>> start Source

Thursday, August 14, 2014

Celebrating Marpa! Forty great years.

 

 Marpa Landscaping celebrated 40 years of creating beautiful gardens across America last Saturday. We were privileged to join that celebration--here we are entering the magic garden that was virtually wiped out in last year's floods, and has been nourished back better than ever in time for this party!

Late afternoon light filtering through Japanese Blood Grass (Imperata cylindrica 'Rubra')
Many years ago I thought there were "Japanese" gardens, focused entirely on the scene where plants were nothing but paints to create a Zen-like state of contemplation. And then there were flower gardens, which are all about color and interest. Then I came to know Marpa Landscaping, and Martin Mosko, its principal. I remember watching the trucks with Marpa logos driving around Boulder when I was a relative youngster (not to give away my age)--little knowing that Martin, his wife Alxe and their company would become one of the touchstones of my professional life, and dear friends. Marpa has perfected the contemplative garden (in fact they wrote a book about it!--click on the link and see!), but filled those gardens with intimate, colorful details that would grace a cottage garden. Their wonderful home garden (virtually destroyed last September) illustrates this remarkable fusion of Oriental and Western views.

>> end Source
>> start Dataset rows

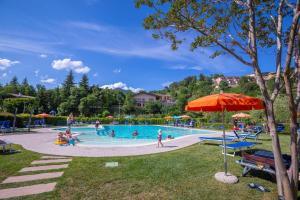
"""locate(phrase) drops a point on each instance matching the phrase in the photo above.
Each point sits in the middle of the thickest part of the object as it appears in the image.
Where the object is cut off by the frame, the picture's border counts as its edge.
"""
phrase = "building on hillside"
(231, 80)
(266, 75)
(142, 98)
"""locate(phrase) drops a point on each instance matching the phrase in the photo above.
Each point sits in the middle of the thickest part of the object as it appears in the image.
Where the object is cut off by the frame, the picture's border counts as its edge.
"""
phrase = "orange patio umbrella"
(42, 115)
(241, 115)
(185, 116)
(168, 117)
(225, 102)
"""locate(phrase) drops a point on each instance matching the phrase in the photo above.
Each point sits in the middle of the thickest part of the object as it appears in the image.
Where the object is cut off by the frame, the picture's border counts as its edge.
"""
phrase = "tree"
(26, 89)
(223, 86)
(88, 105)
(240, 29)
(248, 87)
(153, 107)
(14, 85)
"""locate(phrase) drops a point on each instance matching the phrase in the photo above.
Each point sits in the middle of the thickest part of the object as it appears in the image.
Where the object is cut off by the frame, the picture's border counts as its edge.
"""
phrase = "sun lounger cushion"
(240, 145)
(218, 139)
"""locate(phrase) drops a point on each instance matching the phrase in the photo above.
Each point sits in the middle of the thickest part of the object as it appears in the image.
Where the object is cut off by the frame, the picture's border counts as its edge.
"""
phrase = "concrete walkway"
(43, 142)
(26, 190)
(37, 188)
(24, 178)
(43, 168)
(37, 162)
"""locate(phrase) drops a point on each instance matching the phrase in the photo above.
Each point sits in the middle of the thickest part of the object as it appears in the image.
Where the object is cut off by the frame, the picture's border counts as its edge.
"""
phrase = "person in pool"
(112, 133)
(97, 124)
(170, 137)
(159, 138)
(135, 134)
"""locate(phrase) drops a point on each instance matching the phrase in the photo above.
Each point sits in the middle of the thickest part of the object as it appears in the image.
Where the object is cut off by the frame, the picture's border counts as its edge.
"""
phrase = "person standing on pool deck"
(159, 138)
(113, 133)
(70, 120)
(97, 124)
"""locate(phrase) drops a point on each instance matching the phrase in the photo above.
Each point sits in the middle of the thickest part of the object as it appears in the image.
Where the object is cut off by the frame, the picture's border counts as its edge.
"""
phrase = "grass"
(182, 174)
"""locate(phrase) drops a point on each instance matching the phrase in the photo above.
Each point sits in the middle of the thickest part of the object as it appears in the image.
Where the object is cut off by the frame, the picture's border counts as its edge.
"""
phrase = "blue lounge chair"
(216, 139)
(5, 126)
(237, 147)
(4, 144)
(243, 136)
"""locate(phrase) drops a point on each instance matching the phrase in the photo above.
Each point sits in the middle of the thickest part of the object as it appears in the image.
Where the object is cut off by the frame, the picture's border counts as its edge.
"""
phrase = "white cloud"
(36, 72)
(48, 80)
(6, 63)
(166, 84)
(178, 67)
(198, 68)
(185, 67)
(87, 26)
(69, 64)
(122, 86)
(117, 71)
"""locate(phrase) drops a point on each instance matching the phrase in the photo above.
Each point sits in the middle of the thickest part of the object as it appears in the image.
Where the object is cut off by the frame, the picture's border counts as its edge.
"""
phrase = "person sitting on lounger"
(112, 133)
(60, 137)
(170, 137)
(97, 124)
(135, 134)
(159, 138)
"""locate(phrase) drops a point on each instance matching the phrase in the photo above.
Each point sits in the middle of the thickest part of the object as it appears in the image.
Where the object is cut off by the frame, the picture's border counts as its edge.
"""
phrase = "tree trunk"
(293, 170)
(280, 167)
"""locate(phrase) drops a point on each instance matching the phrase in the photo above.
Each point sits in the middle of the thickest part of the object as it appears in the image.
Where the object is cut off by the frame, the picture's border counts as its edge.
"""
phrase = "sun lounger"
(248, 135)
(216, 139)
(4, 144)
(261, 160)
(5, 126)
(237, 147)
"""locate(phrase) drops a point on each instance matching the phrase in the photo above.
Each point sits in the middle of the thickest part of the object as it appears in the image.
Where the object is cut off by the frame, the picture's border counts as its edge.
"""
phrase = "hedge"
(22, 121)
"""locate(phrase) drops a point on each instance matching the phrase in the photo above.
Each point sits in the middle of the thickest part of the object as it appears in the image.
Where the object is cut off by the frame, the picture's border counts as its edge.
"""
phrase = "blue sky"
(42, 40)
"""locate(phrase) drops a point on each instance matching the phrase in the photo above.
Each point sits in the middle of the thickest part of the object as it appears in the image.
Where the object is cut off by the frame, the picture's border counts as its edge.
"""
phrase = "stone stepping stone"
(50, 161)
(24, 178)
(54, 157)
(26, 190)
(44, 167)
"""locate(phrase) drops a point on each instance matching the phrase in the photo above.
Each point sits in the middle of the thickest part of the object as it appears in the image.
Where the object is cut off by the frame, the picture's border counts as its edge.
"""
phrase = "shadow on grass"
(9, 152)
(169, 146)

>> end Dataset rows

What needs to be done: According to the post about Marpa Landscaping, why does the Moskos' home garden illustrate a fusion of Oriental and Western views? You won't need the entries to complete what comes next.

Finished exercise: Marpa has perfected the contemplative garden, which the post links to the "Japanese" idea of plants as paints for a Zen-like state of contemplation. Marpa also fills those gardens with intimate, colorful details that would grace a cottage garden, the kind of color and interest associated with Western flower gardens.